__Exercício proposto A__: Reproduza na íntegra o texto sobre os juros negativos.

Traduzido pelo Coletivo Vila Vudu
Na 3ª-feira, o título de dez anos da Alemanha deslizou para o bizarro mundo dos juros negativos, em que os emprestadores de fato pagam aos governos para que tomem emprestado o dinheiro deles. À parte a evidência de que viram o capitalismo de cabeça para baixo, juros negativos ilustram o pensamento turvo de banqueiros dos bancos centrais, que continuam a acreditar que poderiam estimular o crescimento reduzindo o custo do dinheiro. Lamentavelmente, a realidade aponta na direção contrária. No momento, há mais de $10 trilhões de dívida soberana com juros negativos, mas... nem sinal de expansão do crédito em lugar nenhum. Assim também, o PIB global já mal rasteja, indicando que juros negativos tampouco estão tendo qualquer impacto significativo sobre o crescimento. Assim sendo, se juros negativos são realmente tão fantásticos como parecem crer os banqueiros centrais, a coisa absolutamente não aparece nos números. Eis como oWall Street Journal resumiu tudo isso:

"Juros negativos refletem falta de confiança nas opções para investimento privado. Também desestimulam a poupança que possa ser investida em negócios rendosos. Papeis de 10 anos com juros negativos é menos um sinal de mágica monetária e, muito mais, é sinal de fracasso da política econômica." ("Money for Nothing" [lit. Dinheiro grátis], Wall Street Journal)

__Exercício proposto B__: Transcreva somente o trecho das linhas de rotulagem de regiões que vai da linha com "white blouse is" até o fim dessas linhas, incluindo as duas pontas.

__Registros de rotulagem de regiões__:
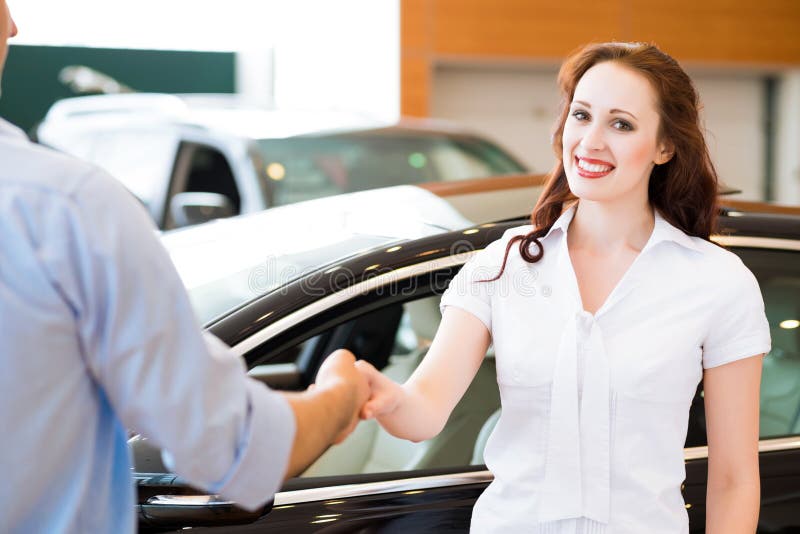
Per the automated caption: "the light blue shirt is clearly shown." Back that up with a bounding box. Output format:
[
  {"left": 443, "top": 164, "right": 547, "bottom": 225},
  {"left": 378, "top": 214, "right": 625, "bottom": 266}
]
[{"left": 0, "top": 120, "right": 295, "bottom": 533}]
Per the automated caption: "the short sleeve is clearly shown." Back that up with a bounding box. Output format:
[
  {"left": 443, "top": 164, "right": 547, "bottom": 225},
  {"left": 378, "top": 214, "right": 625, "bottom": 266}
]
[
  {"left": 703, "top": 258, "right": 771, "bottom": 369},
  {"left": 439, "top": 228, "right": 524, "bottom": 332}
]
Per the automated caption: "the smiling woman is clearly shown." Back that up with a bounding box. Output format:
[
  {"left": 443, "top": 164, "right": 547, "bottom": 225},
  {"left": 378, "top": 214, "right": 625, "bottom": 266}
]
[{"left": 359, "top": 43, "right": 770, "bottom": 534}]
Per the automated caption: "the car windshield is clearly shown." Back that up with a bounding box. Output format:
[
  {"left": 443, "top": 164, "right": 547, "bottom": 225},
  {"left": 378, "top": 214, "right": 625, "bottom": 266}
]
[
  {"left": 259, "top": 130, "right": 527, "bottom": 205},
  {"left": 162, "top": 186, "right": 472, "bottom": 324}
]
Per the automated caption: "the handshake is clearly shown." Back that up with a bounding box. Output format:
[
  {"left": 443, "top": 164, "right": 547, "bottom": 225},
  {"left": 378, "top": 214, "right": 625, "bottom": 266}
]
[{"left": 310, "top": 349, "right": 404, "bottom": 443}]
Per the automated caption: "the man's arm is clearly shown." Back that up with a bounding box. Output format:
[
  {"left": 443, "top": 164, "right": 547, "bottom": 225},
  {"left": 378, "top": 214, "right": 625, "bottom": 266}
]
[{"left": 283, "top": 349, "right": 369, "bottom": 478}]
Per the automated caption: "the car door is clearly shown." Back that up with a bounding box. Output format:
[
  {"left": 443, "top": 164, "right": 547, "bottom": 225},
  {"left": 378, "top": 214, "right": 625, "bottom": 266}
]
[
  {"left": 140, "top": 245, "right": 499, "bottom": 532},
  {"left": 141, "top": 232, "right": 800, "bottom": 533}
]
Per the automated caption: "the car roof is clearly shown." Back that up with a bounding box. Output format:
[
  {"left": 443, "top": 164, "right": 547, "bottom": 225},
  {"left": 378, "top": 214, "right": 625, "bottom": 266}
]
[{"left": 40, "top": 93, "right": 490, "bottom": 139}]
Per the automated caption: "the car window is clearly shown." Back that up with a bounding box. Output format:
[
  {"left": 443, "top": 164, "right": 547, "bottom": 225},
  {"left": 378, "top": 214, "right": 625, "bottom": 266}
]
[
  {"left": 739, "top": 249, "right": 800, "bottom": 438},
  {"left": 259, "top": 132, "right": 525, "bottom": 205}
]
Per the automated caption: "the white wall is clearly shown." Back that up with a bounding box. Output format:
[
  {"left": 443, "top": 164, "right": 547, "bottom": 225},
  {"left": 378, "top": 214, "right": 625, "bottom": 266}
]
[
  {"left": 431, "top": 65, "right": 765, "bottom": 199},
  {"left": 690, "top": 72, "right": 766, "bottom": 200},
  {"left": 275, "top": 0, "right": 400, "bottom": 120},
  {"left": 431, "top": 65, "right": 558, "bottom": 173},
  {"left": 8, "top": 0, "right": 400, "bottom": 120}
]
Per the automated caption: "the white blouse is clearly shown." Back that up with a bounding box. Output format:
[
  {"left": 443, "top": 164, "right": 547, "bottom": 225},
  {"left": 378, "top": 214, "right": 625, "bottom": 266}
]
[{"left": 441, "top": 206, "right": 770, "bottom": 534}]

__Resposta final A__:
Traduzido pelo Coletivo Vila Vudu
Na 3ª-feira, o título de dez anos da Alemanha deslizou para o bizarro mundo dos juros negativos, em que os emprestadores de fato pagam aos governos para que tomem emprestado o dinheiro deles. À parte a evidência de que viram o capitalismo de cabeça para baixo, juros negativos ilustram o pensamento turvo de banqueiros dos bancos centrais, que continuam a acreditar que poderiam estimular o crescimento reduzindo o custo do dinheiro. Lamentavelmente, a realidade aponta na direção contrária. No momento, há mais de $10 trilhões de dívida soberana com juros negativos, mas... nem sinal de expansão do crédito em lugar nenhum. Assim também, o PIB global já mal rasteja, indicando que juros negativos tampouco estão tendo qualquer impacto significativo sobre o crescimento. Assim sendo, se juros negativos são realmente tão fantásticos como parecem crer os banqueiros centrais, a coisa absolutamente não aparece nos números. Eis como oWall Street Journal resumiu tudo isso:

"Juros negativos refletem falta de confiança nas opções para investimento privado. Também desestimulam a poupança que possa ser investida em negócios rendosos. Papeis de 10 anos com juros negativos é menos um sinal de mágica monetária e, muito mais, é sinal de fracasso da política econômica." ("Money for Nothing" [lit. Dinheiro grátis], Wall Street Journal)

__Resposta final B__:
Per the automated caption: "the white blouse is clearly shown." Back that up with a bounding box. Output format:
[
  {"left": 443, "top": 164, "right": 547, "bottom": 225},
  {"left": 378, "top": 214, "right": 625, "bottom": 266}
]
[{"left": 441, "top": 206, "right": 770, "bottom": 534}]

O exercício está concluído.